--- Record set Enclosed Below ---

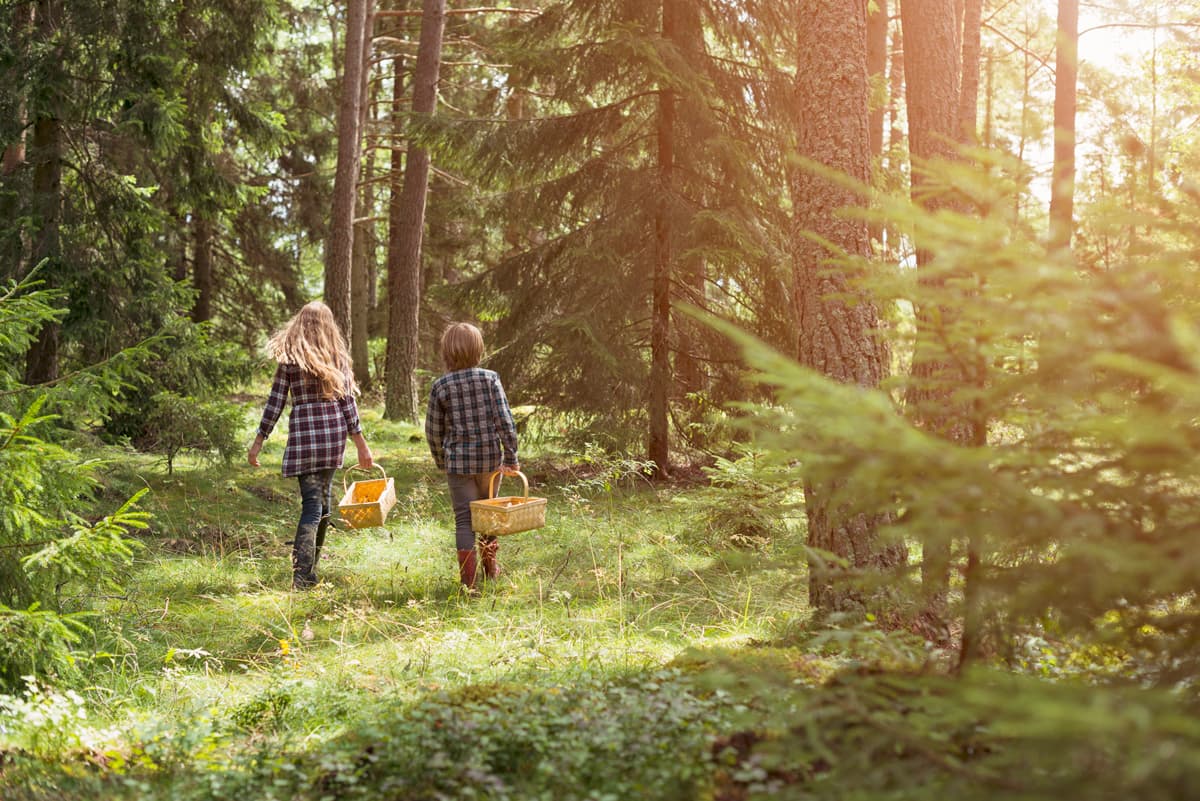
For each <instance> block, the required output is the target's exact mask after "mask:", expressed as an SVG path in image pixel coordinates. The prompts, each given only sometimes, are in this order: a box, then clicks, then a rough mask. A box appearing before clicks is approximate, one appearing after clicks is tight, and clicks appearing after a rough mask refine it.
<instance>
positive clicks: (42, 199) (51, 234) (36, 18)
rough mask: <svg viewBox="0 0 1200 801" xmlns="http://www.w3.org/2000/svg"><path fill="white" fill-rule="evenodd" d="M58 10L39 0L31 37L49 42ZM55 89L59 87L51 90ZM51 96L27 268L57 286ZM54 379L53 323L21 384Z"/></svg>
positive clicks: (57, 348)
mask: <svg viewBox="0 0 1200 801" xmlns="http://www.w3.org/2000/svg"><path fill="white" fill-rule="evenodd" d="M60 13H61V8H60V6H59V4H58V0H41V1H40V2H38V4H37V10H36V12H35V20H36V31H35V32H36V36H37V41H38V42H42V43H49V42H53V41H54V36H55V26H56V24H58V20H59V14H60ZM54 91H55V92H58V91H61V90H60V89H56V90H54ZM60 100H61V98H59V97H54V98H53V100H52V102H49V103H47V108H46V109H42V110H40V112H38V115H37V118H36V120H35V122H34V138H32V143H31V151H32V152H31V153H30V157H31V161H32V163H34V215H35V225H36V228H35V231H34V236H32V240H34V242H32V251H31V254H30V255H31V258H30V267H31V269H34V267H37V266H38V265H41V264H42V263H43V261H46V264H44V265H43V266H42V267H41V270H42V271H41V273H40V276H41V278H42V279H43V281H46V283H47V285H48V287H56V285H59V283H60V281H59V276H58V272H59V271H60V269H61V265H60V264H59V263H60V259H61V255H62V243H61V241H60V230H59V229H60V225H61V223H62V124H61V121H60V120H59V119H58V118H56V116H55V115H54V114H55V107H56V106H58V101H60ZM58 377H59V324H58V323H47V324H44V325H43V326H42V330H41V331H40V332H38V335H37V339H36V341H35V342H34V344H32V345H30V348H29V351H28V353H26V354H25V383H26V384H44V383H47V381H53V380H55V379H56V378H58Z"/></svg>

--- End of Enclosed Record set ---
--- Record set Enclosed Below ---

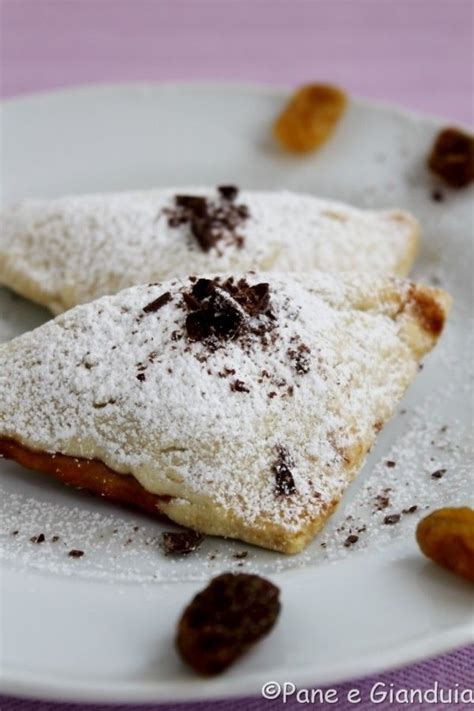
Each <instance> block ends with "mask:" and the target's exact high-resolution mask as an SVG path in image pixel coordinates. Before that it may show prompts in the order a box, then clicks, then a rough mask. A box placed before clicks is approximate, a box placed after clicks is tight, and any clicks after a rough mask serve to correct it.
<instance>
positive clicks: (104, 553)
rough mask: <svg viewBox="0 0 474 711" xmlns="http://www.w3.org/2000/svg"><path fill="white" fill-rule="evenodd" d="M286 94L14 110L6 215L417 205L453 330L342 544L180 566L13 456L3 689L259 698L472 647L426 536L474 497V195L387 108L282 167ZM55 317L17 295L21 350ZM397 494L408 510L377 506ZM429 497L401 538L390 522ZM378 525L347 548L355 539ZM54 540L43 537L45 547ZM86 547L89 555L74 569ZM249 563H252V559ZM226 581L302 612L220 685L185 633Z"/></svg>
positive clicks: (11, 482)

--- End of Enclosed Record set ---

- [What to produce]: Would you quote everything above from the line containing "positive clicks: (42, 199) (51, 234) (36, 18)" down to the line containing "10L39 0L31 37L49"? Include both of those lines and nothing else.

- [Exercise output]:
positive clicks: (42, 199) (51, 234) (36, 18)
rough mask: <svg viewBox="0 0 1200 801" xmlns="http://www.w3.org/2000/svg"><path fill="white" fill-rule="evenodd" d="M58 10L39 0L31 37L49 42ZM55 89L59 87L51 90ZM51 96L27 268L57 286ZM54 379L53 323L21 384Z"/></svg>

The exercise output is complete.